Material for this exercise:

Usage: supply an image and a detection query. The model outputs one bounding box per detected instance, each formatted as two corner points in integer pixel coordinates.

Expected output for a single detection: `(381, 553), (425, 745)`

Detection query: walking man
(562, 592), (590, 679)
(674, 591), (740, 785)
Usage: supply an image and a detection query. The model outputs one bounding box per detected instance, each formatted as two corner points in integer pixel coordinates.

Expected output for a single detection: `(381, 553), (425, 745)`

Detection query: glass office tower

---

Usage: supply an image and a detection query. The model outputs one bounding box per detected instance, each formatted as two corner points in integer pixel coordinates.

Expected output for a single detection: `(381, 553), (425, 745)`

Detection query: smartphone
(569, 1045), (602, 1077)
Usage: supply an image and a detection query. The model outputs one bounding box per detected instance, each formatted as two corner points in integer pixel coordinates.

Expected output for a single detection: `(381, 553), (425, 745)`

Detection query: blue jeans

...

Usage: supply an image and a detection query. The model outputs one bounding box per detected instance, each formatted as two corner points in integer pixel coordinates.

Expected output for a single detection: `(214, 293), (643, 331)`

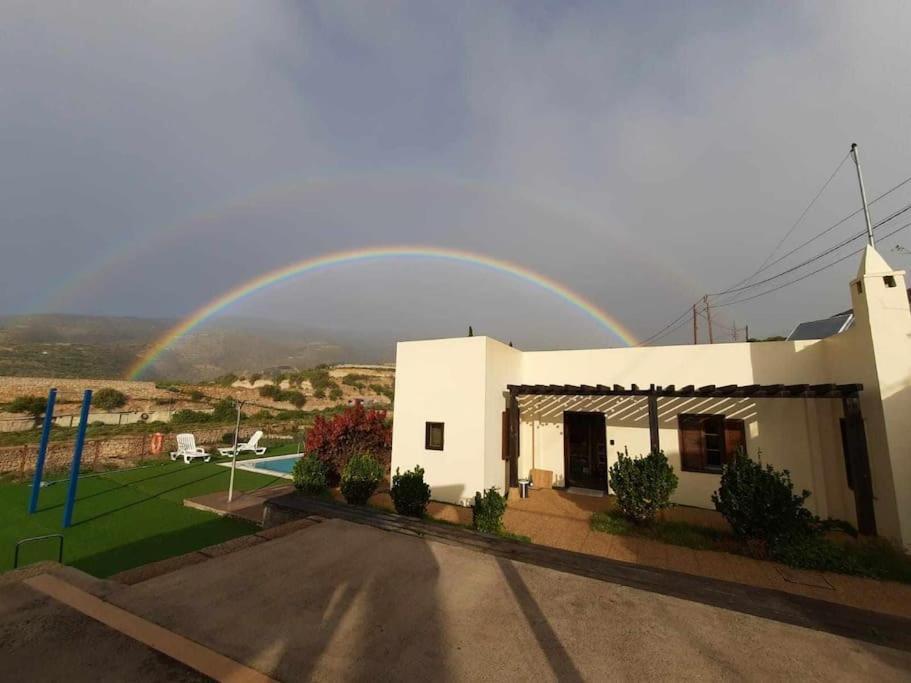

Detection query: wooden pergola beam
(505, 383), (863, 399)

Task: Retype exactly the span of lines from the one with "Detection query: walking man" through the one with "Detection query: glass office tower"; include both ends and omit the rest of the material.

Reply to the exercise:
Detection query: walking man
(562, 592), (590, 679)
(674, 591), (740, 785)
Usage: supply an image and a detection query. The model outputs one bounding box per detected instance, each formatted as two corner points in integer pixel coordinates.

Expected output for a single detection: `(381, 553), (425, 745)`

Detection query: glass office tower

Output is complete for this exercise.